[start]

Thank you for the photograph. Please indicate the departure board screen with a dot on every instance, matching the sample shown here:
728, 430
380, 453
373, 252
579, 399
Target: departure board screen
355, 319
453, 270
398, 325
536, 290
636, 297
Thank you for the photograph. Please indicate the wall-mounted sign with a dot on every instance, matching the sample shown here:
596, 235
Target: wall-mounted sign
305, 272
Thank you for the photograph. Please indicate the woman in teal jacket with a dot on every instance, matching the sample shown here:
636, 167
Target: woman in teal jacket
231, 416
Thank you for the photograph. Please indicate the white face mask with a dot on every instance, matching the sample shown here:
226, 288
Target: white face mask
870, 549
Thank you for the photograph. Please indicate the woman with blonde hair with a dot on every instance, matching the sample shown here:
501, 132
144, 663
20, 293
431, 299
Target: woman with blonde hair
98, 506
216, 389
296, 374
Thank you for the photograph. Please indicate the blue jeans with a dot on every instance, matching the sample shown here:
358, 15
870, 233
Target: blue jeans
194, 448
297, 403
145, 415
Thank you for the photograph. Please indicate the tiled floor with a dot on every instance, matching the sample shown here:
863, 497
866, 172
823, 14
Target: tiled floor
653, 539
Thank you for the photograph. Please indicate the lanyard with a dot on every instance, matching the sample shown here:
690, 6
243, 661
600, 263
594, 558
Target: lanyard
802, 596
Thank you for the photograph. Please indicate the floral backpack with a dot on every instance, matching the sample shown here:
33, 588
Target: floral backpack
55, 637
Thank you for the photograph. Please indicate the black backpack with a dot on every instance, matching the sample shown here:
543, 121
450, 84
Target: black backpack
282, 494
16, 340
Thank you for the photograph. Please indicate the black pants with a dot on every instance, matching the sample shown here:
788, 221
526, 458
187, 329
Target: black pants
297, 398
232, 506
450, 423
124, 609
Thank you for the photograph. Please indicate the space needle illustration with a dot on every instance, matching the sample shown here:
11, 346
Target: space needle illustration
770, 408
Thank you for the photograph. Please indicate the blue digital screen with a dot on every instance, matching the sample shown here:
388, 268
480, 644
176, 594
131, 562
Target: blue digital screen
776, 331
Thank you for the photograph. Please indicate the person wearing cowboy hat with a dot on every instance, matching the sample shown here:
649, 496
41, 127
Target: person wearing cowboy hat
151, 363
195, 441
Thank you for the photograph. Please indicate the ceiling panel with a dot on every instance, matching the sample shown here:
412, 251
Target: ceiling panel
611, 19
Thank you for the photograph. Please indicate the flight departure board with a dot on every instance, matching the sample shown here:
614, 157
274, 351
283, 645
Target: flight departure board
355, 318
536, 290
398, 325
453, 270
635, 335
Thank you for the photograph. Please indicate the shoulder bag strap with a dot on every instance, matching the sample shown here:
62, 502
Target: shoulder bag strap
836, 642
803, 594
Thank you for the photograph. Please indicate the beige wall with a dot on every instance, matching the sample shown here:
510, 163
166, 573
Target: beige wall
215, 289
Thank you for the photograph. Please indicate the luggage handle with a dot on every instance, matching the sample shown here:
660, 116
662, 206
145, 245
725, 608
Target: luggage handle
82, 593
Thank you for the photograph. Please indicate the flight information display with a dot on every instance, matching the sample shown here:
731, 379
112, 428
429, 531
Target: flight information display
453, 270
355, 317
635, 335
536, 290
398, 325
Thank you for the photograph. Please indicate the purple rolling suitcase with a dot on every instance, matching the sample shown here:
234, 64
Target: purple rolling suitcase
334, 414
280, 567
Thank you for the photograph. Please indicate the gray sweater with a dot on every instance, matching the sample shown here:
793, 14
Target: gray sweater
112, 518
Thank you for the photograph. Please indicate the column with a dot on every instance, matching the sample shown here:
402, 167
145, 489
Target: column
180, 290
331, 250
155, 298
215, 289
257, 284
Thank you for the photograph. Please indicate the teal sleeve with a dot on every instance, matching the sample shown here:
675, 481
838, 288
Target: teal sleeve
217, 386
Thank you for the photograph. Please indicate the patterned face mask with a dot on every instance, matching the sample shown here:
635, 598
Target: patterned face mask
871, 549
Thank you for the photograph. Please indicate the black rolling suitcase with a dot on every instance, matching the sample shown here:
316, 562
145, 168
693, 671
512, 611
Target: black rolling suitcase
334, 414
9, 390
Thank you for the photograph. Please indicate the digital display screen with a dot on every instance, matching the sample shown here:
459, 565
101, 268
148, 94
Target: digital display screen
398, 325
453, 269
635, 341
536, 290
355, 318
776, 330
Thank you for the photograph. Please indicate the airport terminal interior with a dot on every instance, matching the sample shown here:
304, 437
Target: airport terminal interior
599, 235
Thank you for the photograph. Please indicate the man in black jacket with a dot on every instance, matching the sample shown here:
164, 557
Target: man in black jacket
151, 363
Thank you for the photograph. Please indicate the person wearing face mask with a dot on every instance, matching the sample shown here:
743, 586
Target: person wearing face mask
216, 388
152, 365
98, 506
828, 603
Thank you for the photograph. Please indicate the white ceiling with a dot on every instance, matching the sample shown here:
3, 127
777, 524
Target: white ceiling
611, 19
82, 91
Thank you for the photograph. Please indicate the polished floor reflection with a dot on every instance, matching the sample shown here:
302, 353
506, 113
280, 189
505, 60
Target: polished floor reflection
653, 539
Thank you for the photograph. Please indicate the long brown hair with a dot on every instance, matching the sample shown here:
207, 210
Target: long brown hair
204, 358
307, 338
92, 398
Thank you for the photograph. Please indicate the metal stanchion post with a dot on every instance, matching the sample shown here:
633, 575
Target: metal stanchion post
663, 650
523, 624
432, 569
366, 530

[end]

*TASK*. Transcribe each entry precisely, missing none.

*COMPLETE RESPONSE*.
Thank you for the photograph. Please indicate the departure board screen with a dot on every instance, matching the sample shown here:
728, 430
380, 453
373, 252
579, 399
Target: departure board screen
355, 319
453, 270
398, 325
536, 290
636, 297
Thank you for the photograph. Please indicate the wall-mounted sign with a dot on every instance, matching the sample shown here:
596, 235
Target: wall-mounted sign
305, 272
Thank you for the photograph. Please indicate the woman in teal jacket with a dot on every instance, matching the sample shown here:
636, 167
Target: woman in teal jacket
231, 416
Thank you for the photograph. Please indicate the white face mask with a dot on every instance, matching the sample shown here:
226, 288
Target: white face mask
870, 549
Thank you for the photograph. Please indicate the woman with blonde hair with a dot on every instance, matching the sample shown here:
501, 132
144, 663
20, 293
431, 299
Target: woman with blonde hair
98, 506
216, 389
296, 374
Thank you for the photograph. Please indicate the blue jeans with a dot on every instance, matching the sample shown here:
358, 15
870, 233
Target: blue jeans
194, 448
297, 403
145, 415
Thank you for the photograph. Please indicate the tiled floor with a dot on every instance, matching the sample shown here:
863, 497
866, 172
823, 14
Target: tiled floor
653, 539
Thank you for the photograph. Please indicate the lanyard with a dot on every instance, matching the sample shown here:
690, 6
243, 661
600, 263
594, 558
Target: lanyard
802, 596
Thank you for the photograph. Please indicate the floral backpack with a dot on every instance, matching the sample shown here:
33, 588
Target: floral backpack
55, 637
Thank you for the photograph. Please indicate the black backpack with a dot on every instance, matching the sample shown here:
543, 121
450, 84
Target: black backpack
282, 494
16, 340
Thank you for the photograph. Please indicate the black pants with a dot on every instance, matching the sample shown here:
788, 221
526, 458
187, 329
Target: black pants
297, 398
232, 506
450, 423
124, 609
Thank you for the photograph. Please indicate the space needle illustration with a dot on every instance, matching the sample shown here:
11, 346
Target: space needle illustration
770, 408
Thank you for the photograph. Please indicate the blue digital screen with a dot on every instance, matching the sample shown here:
388, 268
480, 644
176, 594
131, 562
Target: blue digital screen
776, 331
Thank you for the photograph. Please indicate the person wearing cowboy hat with a dot on every instance, matching the sample shown here:
649, 496
41, 127
Target: person wearing cowboy hat
151, 363
195, 441
Thank you for the photograph. Please indicate the ceiling panel with a dot on every instance, matching the sample shown here:
412, 251
Target: ceiling panel
611, 19
Thank you for the photograph. Please indicate the flight departure board with a dot on every instance, matching the sample shown here:
614, 157
274, 351
283, 645
Target: flight departure board
355, 318
536, 290
398, 325
453, 270
635, 335
Thank you for the photograph. Please indicate the shoulder bag strap with a dot on every instance, matching the sample shown here:
62, 502
Target: shoulder bag strap
836, 642
803, 594
Thank you for the photograph. Please indicate the beige wall with a dot on every instance, matching the sample shown here:
510, 163
166, 573
Target: beige wall
215, 289
Thank you for the photograph. Please indicate the luggage handle with a dot on every instance, matching the sample shown here:
660, 116
662, 206
145, 245
725, 608
Target: luggage handle
82, 593
Thank you for the photograph. Please indicate the flight information display with a dot on every instance, matching the sample shown here:
731, 379
112, 428
429, 531
Target: flight information display
453, 270
355, 317
635, 335
536, 290
398, 325
Thank you for the photograph. Please indicate the purple rolling suitcase with a dot on every instance, matching the sample shown here:
234, 64
Target: purple rolling suitcase
334, 414
280, 567
Thank you for the photograph. Please indicate the gray sweater with a dot on every instance, matching the sample shown here:
793, 14
Target: gray sweater
112, 518
Thank you for the photograph. Please indicate the column with a dot on every instance, matching the sample shown here:
402, 167
145, 489
Target: column
180, 290
331, 250
155, 298
215, 289
257, 284
Thank you for the photograph. Please indicate the teal sleeve with a dot on every instance, matching the sample shown here:
675, 481
838, 288
Target: teal sleeve
217, 386
Thank you for the photograph. Please indicate the patterned face mask with a dot on every instance, matching the sample shown here:
635, 598
Target: patterned face mask
871, 549
Thank you for the photograph. Please indicate the black rolling suitcase with a dot on every instance, matching the sample shown here:
316, 562
145, 168
693, 671
512, 611
Target: black rolling suitcase
334, 414
9, 390
Thank you for the photograph. Please indicate the digital display screen with a dot on every instance, matching the sample shown here:
459, 565
101, 268
148, 94
Target: digital display screen
398, 325
453, 269
635, 341
536, 290
355, 318
776, 330
Thank you for the photograph. Please indicate the airport terminal interior with a dot on every instance, matching the sample shown here:
304, 437
Target: airport terminal interior
599, 235
Thank you for the photograph. Please indicate the man in black jacket with a dot on every instance, matching the sample shown here:
164, 557
Target: man in black jacket
151, 363
Thank you for the photograph. Please indicate the person wearing face mask with a dot on every instance, matching the sample shown here:
743, 586
Target: person wearing face mask
216, 388
152, 365
98, 506
828, 603
Thank you for the photograph. Please indicate the white ceiling with a dot on every instance, matching the sample shown here:
3, 127
777, 524
Target: white ceiling
611, 19
82, 91
Thank you for the photograph. Please indicate the polished floor reflection with a dot on every instance, matching the sample shown here:
302, 353
506, 113
280, 189
505, 60
Target: polished floor reflection
653, 539
Thank you for the photograph. Please indicate the long brown hair with a dot on every instance, matching the sample shown here:
207, 210
Target: long brown hair
204, 358
307, 338
92, 398
Thank you for the photograph. Please indicate the metal stanchion post with a dot on every instance, matching the sample shown here:
633, 575
Target: metal stanchion post
663, 650
523, 624
432, 569
366, 530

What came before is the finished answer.